Records for labeling and segmentation
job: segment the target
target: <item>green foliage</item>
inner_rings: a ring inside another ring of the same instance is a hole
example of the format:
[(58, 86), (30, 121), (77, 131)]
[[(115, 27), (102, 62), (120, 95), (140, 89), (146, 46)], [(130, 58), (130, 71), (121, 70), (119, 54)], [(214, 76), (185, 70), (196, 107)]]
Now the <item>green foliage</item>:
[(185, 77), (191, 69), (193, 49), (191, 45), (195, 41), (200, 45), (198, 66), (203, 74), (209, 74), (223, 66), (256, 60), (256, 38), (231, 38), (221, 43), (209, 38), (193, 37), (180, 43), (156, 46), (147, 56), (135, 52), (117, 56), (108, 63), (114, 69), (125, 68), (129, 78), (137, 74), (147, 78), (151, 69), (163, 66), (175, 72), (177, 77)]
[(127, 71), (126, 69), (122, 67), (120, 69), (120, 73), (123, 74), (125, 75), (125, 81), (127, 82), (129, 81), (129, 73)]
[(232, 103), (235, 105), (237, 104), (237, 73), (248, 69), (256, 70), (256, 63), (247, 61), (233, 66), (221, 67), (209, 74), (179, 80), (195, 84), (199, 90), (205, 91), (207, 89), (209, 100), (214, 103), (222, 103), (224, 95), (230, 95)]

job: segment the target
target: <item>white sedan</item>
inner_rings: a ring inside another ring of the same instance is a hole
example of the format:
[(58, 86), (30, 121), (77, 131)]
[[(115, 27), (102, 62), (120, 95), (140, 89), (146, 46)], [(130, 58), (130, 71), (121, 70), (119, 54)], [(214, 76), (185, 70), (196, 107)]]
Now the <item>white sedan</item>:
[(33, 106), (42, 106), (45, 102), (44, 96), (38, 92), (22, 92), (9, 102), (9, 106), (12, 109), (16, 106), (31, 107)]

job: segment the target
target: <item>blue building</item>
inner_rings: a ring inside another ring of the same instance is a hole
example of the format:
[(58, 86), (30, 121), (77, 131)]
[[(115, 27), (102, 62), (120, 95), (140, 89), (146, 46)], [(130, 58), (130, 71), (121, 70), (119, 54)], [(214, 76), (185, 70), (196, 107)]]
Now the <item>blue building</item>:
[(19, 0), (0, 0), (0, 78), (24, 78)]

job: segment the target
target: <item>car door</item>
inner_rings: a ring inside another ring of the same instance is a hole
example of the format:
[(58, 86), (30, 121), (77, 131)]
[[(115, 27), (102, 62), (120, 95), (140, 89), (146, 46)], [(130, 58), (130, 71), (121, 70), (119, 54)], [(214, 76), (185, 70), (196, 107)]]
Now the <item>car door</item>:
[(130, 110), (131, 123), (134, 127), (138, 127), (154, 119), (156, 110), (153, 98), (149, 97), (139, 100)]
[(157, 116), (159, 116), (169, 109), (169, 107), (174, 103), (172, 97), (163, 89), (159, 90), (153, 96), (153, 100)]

◆ What the task requires: Can you write out all the records above again, swapping "segment" for "outline" and leaving everything else unchanged?

◆ Correct answer:
job: outline the target
target: <item>green foliage</item>
inner_rings: a ring inside another ring of the same instance is a hole
example of the format:
[(58, 86), (30, 121), (77, 131)]
[[(115, 27), (102, 62), (120, 95), (140, 89), (146, 46)], [(130, 58), (130, 71), (121, 70), (119, 54)], [(214, 76), (185, 70), (196, 107)]]
Now the <item>green foliage</item>:
[(185, 77), (191, 69), (193, 49), (191, 45), (195, 41), (200, 45), (198, 66), (203, 74), (209, 74), (223, 66), (256, 60), (256, 38), (231, 38), (221, 43), (209, 38), (193, 37), (180, 43), (156, 46), (147, 56), (135, 52), (117, 56), (108, 63), (114, 69), (125, 68), (129, 78), (137, 74), (147, 78), (151, 69), (163, 66), (175, 72), (177, 77)]
[(127, 71), (126, 69), (122, 67), (120, 69), (120, 73), (123, 74), (125, 75), (125, 81), (127, 82), (129, 81), (129, 73)]
[(232, 103), (235, 105), (237, 104), (237, 73), (248, 69), (256, 70), (256, 63), (247, 61), (233, 66), (221, 67), (209, 74), (179, 80), (195, 84), (199, 90), (205, 91), (207, 89), (209, 100), (214, 103), (222, 103), (224, 95), (230, 95)]

job: outline the target
target: <item>white sedan</item>
inner_rings: a ring inside another ring of the same instance is a hole
example of the format:
[(58, 86), (30, 121), (77, 131)]
[[(115, 27), (102, 62), (120, 95), (140, 89), (146, 46)], [(130, 58), (130, 71), (121, 70), (119, 54)], [(214, 76), (185, 70), (196, 107)]]
Now the <item>white sedan</item>:
[(33, 106), (42, 106), (45, 102), (44, 96), (38, 92), (22, 92), (9, 102), (9, 106), (12, 109), (16, 106), (31, 107)]

job: outline the target
target: <item>blue building</item>
inner_rings: a ring inside another ring of the same instance is a hole
example of the format:
[(58, 86), (30, 121), (77, 131)]
[[(115, 27), (102, 62), (120, 95), (140, 89), (146, 46)], [(130, 58), (130, 71), (121, 70), (119, 54)], [(214, 76), (185, 70), (196, 107)]]
Now the <item>blue building</item>:
[(19, 0), (0, 0), (0, 78), (24, 78)]

job: outline the target
target: <item>car door</item>
inner_rings: a ring inside another ring of the same instance is a hole
example of the format:
[(58, 86), (30, 121), (77, 131)]
[[(115, 27), (102, 62), (120, 95), (140, 89), (146, 46)], [(130, 58), (130, 71), (121, 70), (119, 54)], [(214, 76), (185, 70), (196, 107)]]
Now the <item>car door</item>:
[(130, 110), (131, 123), (134, 127), (138, 127), (154, 119), (156, 110), (153, 98), (149, 97), (139, 100)]
[(157, 116), (159, 116), (169, 109), (169, 107), (174, 103), (172, 97), (163, 89), (159, 90), (153, 96), (153, 100)]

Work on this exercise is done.